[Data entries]

______________________________

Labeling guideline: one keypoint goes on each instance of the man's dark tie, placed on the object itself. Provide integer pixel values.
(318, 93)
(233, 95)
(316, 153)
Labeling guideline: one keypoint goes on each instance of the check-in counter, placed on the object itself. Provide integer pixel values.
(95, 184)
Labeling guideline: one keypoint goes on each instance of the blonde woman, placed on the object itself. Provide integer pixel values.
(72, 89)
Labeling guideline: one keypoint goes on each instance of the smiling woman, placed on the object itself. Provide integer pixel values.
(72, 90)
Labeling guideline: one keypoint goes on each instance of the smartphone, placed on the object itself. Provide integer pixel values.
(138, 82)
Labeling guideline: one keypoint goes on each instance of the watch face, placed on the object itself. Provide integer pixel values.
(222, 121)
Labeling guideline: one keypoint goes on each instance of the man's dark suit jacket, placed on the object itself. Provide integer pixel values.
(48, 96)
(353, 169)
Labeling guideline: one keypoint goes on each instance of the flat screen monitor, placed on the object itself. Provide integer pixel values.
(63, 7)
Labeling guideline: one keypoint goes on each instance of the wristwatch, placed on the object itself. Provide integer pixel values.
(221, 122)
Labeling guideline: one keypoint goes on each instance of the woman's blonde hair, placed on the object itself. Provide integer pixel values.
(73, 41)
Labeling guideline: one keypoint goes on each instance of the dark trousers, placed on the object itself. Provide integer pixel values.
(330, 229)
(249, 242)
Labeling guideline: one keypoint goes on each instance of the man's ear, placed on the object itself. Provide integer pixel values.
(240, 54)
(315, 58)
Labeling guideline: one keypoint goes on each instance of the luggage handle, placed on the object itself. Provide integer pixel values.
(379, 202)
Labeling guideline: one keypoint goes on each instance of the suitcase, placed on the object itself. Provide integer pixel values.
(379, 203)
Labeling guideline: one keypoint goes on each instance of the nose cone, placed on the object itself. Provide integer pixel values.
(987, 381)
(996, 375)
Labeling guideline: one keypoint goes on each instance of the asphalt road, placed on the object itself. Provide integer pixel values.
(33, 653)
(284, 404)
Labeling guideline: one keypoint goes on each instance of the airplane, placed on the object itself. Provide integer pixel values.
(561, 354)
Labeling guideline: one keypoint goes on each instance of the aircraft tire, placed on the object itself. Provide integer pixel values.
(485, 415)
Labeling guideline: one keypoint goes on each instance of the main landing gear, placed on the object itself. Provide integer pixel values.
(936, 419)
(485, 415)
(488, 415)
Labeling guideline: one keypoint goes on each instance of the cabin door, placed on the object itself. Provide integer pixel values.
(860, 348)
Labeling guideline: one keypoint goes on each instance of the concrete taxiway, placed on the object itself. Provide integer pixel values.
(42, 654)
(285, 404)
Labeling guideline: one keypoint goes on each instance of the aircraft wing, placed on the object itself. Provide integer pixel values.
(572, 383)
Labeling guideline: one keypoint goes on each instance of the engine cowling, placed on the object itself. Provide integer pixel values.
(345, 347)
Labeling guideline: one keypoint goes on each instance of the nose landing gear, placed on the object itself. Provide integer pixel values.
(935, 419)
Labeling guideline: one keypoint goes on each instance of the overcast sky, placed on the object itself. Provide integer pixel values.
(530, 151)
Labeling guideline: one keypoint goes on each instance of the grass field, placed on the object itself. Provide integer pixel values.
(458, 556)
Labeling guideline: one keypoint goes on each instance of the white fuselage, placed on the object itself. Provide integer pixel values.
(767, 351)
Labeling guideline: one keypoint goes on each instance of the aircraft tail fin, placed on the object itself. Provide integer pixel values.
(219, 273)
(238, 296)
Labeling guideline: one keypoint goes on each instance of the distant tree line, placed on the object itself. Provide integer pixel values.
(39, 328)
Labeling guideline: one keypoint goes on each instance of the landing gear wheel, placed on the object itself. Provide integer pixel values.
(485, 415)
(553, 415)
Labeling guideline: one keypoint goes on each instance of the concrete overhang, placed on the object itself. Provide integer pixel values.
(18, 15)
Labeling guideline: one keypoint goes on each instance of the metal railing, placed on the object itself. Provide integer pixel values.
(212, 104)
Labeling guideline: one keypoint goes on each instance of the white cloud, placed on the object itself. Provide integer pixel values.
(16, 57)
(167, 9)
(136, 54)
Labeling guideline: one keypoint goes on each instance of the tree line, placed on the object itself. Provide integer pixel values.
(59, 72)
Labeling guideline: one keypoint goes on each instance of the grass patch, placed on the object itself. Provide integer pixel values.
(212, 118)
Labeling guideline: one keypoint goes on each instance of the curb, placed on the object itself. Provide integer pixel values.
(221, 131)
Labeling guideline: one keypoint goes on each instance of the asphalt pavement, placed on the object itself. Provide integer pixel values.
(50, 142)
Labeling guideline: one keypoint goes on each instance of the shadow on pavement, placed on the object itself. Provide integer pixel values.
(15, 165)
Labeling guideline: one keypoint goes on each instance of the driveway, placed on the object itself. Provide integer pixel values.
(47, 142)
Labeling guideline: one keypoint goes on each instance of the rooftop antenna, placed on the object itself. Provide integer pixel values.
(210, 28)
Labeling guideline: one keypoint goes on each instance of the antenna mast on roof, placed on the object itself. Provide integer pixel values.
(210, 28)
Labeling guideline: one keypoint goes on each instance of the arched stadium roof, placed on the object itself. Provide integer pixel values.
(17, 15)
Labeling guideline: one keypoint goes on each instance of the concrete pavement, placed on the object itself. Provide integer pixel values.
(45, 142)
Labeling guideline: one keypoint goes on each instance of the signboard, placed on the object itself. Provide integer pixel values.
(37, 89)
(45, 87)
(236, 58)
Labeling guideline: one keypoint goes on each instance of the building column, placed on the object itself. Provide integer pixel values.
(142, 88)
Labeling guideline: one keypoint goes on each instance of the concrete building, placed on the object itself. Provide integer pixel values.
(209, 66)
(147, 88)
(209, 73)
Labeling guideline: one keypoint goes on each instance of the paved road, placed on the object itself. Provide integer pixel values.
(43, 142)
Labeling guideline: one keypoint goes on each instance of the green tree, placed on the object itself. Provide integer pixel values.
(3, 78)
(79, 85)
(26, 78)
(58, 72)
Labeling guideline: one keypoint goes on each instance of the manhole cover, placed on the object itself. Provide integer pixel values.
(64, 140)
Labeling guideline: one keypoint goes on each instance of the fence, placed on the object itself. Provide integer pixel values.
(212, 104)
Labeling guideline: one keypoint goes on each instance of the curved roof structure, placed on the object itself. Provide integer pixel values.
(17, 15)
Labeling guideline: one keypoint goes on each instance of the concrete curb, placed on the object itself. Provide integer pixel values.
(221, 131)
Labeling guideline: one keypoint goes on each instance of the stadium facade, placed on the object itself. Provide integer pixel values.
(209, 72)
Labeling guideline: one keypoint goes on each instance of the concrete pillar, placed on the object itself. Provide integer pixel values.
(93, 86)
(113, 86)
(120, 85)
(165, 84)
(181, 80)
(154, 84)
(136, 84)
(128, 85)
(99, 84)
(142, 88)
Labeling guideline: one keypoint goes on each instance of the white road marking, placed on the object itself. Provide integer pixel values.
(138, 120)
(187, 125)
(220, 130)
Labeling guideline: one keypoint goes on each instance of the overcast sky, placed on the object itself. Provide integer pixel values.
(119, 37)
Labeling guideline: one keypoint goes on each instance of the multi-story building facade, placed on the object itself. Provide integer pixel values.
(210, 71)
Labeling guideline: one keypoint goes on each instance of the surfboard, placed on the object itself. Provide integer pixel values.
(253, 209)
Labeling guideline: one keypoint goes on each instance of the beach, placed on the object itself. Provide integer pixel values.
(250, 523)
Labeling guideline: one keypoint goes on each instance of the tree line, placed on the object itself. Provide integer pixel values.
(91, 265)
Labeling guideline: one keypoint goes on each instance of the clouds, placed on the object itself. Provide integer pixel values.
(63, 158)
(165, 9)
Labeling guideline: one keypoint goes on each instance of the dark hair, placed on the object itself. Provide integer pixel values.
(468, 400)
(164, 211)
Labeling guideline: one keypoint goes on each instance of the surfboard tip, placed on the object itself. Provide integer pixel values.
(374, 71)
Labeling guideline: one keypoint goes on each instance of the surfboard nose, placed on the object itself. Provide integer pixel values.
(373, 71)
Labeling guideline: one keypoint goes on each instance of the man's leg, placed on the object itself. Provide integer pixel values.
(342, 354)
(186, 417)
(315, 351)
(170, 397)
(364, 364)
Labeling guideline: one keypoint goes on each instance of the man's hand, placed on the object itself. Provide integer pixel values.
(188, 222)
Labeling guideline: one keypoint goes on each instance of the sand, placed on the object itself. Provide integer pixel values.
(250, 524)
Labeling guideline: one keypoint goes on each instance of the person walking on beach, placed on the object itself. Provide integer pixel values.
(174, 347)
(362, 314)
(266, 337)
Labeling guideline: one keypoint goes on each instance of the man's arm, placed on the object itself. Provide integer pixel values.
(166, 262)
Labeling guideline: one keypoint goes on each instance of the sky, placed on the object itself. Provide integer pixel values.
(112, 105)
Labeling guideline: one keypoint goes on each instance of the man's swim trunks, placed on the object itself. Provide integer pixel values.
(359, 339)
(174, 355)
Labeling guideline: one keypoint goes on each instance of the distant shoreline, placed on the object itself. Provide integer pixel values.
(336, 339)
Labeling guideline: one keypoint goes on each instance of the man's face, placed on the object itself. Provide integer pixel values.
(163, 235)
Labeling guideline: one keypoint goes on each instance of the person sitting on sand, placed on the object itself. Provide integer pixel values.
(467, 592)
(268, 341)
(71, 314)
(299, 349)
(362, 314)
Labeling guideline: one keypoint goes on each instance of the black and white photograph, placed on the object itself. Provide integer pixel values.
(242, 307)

______________________________

■ **WHAT YOU ARE ASKED TO DO**: Write out again exactly the lines that run from the one holding "the sand, placed" through the last line of the data; omit all other lines.

■ **COMPLETED TASK**:
Labeling guideline: one keypoint goes on each instance of the sand, placed on the object itself. Provide integer pixel values.
(250, 524)
Labeling guideline: one keypoint goes on each instance of the person walking on beach, placed on the object itself. Provide integer pixel values.
(174, 347)
(362, 314)
(266, 337)
Labeling guideline: one keypoint goes on each instance of the man's arm, placed on the object itself. Provide integer pixel values.
(166, 262)
Labeling guideline: one keypoint goes on each instance of the sky, placed on the object itself. Provide integer pixel values.
(112, 105)
Labeling guideline: one keypoint goes on each instance of the man's swim trunks, placed on the object itself. Provide integer pixel values.
(359, 339)
(174, 355)
Labeling guideline: one keypoint goes on each instance of the distant shoreline, placed on the object itself. Provide integer pixel values.
(336, 339)
Labeling guideline: one keypoint goes on each instance of the man's face, placed on the object itself. Provide integer pixel values.
(163, 235)
Labeling guideline: one keypoint goes on each instance of the person sitting on sand, placed on the object itself. Provide integer pixel values.
(467, 592)
(268, 341)
(71, 314)
(299, 349)
(362, 314)
Labeling guideline: one keypoint goes on each instance of the black and white photograph, placed on the object itself. Provide integer pixel values.
(242, 307)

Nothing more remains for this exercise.